-- START MATERIAL SUPPLIED --

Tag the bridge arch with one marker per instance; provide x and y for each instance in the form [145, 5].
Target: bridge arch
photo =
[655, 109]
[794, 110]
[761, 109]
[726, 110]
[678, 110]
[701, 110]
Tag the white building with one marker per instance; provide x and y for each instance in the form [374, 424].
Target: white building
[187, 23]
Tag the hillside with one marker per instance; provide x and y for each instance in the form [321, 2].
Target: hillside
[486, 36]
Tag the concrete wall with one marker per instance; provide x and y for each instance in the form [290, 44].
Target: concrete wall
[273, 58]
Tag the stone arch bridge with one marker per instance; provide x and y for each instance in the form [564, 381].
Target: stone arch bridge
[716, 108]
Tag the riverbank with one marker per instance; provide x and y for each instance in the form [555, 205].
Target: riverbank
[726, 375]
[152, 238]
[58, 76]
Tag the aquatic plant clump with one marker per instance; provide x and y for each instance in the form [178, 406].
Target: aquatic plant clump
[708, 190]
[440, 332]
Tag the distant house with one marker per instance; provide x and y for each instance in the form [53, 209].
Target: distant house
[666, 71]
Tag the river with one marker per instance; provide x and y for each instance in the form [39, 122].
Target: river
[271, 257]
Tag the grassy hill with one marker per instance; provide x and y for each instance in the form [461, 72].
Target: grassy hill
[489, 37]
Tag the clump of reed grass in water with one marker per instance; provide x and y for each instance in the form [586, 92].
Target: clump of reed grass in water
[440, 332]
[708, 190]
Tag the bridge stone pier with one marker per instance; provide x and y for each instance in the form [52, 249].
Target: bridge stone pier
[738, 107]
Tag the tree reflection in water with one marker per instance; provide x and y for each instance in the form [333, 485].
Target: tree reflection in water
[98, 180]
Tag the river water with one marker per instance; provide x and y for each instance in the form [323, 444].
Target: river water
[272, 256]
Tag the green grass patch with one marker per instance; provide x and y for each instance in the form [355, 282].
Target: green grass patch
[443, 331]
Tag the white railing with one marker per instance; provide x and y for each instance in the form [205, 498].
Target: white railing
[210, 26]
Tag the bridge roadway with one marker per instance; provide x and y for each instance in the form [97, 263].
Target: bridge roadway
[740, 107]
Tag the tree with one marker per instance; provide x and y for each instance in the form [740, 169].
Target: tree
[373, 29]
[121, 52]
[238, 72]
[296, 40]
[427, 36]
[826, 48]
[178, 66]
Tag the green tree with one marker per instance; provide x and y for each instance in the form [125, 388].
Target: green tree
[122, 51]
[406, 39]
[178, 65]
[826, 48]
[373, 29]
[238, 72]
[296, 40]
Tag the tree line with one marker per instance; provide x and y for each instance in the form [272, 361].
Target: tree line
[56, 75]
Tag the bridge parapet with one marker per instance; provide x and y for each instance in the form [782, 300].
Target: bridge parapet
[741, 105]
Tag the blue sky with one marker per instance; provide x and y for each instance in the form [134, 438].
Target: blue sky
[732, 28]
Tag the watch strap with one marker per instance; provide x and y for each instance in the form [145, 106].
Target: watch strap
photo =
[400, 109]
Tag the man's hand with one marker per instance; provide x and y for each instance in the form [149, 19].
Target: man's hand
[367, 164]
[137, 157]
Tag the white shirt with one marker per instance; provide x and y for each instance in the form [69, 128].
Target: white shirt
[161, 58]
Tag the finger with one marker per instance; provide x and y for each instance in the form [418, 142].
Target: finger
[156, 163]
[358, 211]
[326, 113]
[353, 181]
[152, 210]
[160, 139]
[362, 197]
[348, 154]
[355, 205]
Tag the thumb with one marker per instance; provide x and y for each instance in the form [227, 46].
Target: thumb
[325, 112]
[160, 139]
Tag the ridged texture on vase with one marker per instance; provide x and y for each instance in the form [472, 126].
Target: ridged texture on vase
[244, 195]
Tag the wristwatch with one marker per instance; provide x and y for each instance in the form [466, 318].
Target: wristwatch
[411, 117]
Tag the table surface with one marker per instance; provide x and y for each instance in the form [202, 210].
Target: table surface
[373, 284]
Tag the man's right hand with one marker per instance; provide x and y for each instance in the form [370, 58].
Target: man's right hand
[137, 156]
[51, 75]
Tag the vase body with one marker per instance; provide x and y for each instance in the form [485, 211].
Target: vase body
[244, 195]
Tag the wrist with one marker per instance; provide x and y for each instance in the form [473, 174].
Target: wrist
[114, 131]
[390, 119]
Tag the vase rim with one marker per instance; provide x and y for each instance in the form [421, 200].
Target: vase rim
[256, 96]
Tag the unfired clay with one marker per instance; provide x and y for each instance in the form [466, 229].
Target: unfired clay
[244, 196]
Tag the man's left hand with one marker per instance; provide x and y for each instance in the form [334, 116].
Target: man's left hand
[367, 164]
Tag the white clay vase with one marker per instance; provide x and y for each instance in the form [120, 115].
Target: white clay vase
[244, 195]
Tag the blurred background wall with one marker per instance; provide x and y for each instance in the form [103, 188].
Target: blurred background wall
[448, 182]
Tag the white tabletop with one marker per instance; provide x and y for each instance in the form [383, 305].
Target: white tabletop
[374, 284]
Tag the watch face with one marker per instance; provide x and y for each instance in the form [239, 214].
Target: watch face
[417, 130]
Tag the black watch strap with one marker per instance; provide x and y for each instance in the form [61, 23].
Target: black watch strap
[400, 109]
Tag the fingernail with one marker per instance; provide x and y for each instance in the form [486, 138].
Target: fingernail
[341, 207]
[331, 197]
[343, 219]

-- END MATERIAL SUPPLIED --

- EXERCISE REQUIREMENTS
Can you rewrite the material above with every "Tag" changed to "Mark" and everything else left unchanged?

- CORRECT OUTPUT
Mark the bridge arch with one marker per instance; provide x and y for each instance in the form [145, 5].
Target: bridge arch
photo =
[655, 109]
[794, 110]
[761, 109]
[726, 110]
[678, 110]
[701, 110]
Mark the white building with one marker per instance; provide x and y for each instance in the form [374, 424].
Target: white building
[187, 23]
Mark the hillside with one marker per instance; provide x and y for each instance in the form [321, 2].
Target: hillside
[486, 36]
Mark the concrete wall with one marker per instance; provide x and y for each instance in the form [290, 44].
Target: concrete wall
[273, 58]
Mark the stone arch bridge with one marker per instance; provide x and y for each instance in the form [564, 381].
Target: stone arch bridge
[716, 108]
Mark the riverbank with one marker per instance; provide x and y for each instance in the form [555, 205].
Target: riverbank
[726, 375]
[152, 238]
[58, 76]
Mark the aquatic plant clump with one marker per instance; provide x and y for each instance in the form [178, 406].
Target: aquatic plant clump
[708, 190]
[440, 332]
Mark the distant house with one marker per instance; provide x and y for each instance in the form [53, 209].
Target: distant house
[666, 71]
Mark the river with one marker per instance; provide x and y for each instance in the form [39, 122].
Target: river
[271, 257]
Mark the grassy hill with one marker per instance; provide x and y for each instance in the form [461, 72].
Target: grassy hill
[489, 37]
Mark the clump of reed grass in water with one marker per instance; provide x and y for each instance in the form [586, 92].
Target: clump of reed grass in water
[440, 332]
[708, 190]
Mark the bridge stone pier with one marker per instance; provide x and y for each instance in the form [52, 249].
Target: bridge stone pier
[738, 107]
Mark the tree reflection in water with one marker per instance; provide x and y for each instance in the form [333, 485].
Target: tree reflection in water
[98, 180]
Mark the river water with one marker per instance; provide x and y for each instance in the form [323, 444].
Target: river water
[272, 256]
Mark the green grass patch with one marker per instance; provide x and y for each instance in the form [355, 282].
Target: green grass patch
[443, 331]
Mark the white railing with one marker per instance; provide x and y for each instance in the form [205, 498].
Target: white railing
[210, 26]
Mark the bridge roadway with one marker per instance; provide x and y for each instance in the form [97, 263].
Target: bridge roadway
[740, 107]
Mark the tree with one marker per instance; provide x and y for each instance in the form [740, 169].
Target: tree
[373, 29]
[121, 52]
[238, 72]
[296, 40]
[427, 36]
[826, 48]
[178, 66]
Mark the green tree with one marker per instance; provide x and y for each instance in the form [125, 388].
Target: green tree
[122, 51]
[406, 39]
[178, 65]
[826, 48]
[373, 29]
[238, 72]
[296, 40]
Mark the tree line with one marker per instance; provide x and y for each instance in the form [272, 361].
Target: tree line
[56, 75]
Mark the bridge parapet with one marker per instance; provide x and y for each instance in the form [782, 300].
Target: bridge parapet
[741, 105]
Mark the blue sky with one marker per instance; provide x and y for each instance in the form [134, 438].
Target: blue sky
[732, 28]
Mark the watch strap with one marker per instance; provide x and y for each instance in the form [145, 106].
Target: watch strap
photo =
[400, 109]
Mark the man's hand with one marker per instance; provide x and y for each instance in the form [149, 19].
Target: man's hand
[367, 164]
[137, 157]
Mark the white shirt with one marker per instance; provide x and y for each instance in the form [69, 128].
Target: white shirt
[161, 58]
Mark the finger with one marker per instance; provide x and y for each instance in the form [418, 142].
Target: finger
[156, 163]
[358, 211]
[326, 113]
[353, 181]
[152, 210]
[160, 139]
[362, 197]
[348, 154]
[355, 205]
Mark the thumb with one marker per instance; provide x and y for each instance in the form [227, 46].
Target: thumb
[325, 112]
[160, 139]
Mark the ridged texture on vase with one marker per instance; provide x and y for each instance in the form [472, 126].
Target: ridged texture on vase
[244, 195]
Mark the wristwatch with one marker per instance; provide x and y for each instance in the form [466, 318].
Target: wristwatch
[411, 117]
Mark the table surface with one marker per instance; provide x and y for each instance in the form [202, 210].
Target: table surface
[373, 284]
Mark the man's right hand with one marker per instance; provide x and y for each instance in the form [370, 58].
Target: man's right hand
[137, 156]
[51, 75]
Mark the vase body with one marker per instance; provide x and y for each instance in the form [485, 211].
Target: vase body
[244, 195]
Mark the wrist with one marker per instance; provide x and y for each instance in the form [473, 174].
Target: wrist
[114, 131]
[390, 119]
Mark the vase rim with one marker per instance; provide x and y for each instance in the form [421, 200].
Target: vase rim
[256, 96]
Mark the unfired clay with one marker per instance; provide x and y for each instance in the form [466, 229].
Target: unfired clay
[244, 196]
Mark the man's left hand with one marker per instance; provide x and y for each instance in the form [334, 116].
Target: man's left hand
[367, 164]
Mark the white clay vase with one marker per instance; provide x and y for each instance in the form [120, 115].
Target: white clay vase
[244, 195]
Mark the blurred background wall with one marker per instance; provide x and y for each instance in the form [103, 188].
Target: blurred background wall
[448, 182]
Mark the white tabletop with one marker per instance; provide x and y for each instance in the form [383, 305].
Target: white tabletop
[374, 284]
Mark the watch face with one marker per instance; provide x and y for each instance in the form [239, 214].
Target: watch face
[417, 130]
Mark the black watch strap with one marker per instance; provide x and y for each instance in the form [61, 23].
Target: black watch strap
[400, 109]
Mark the fingernail with one marker per instance; provide x and y for each instance in the form [486, 138].
Target: fingernail
[341, 207]
[331, 197]
[343, 219]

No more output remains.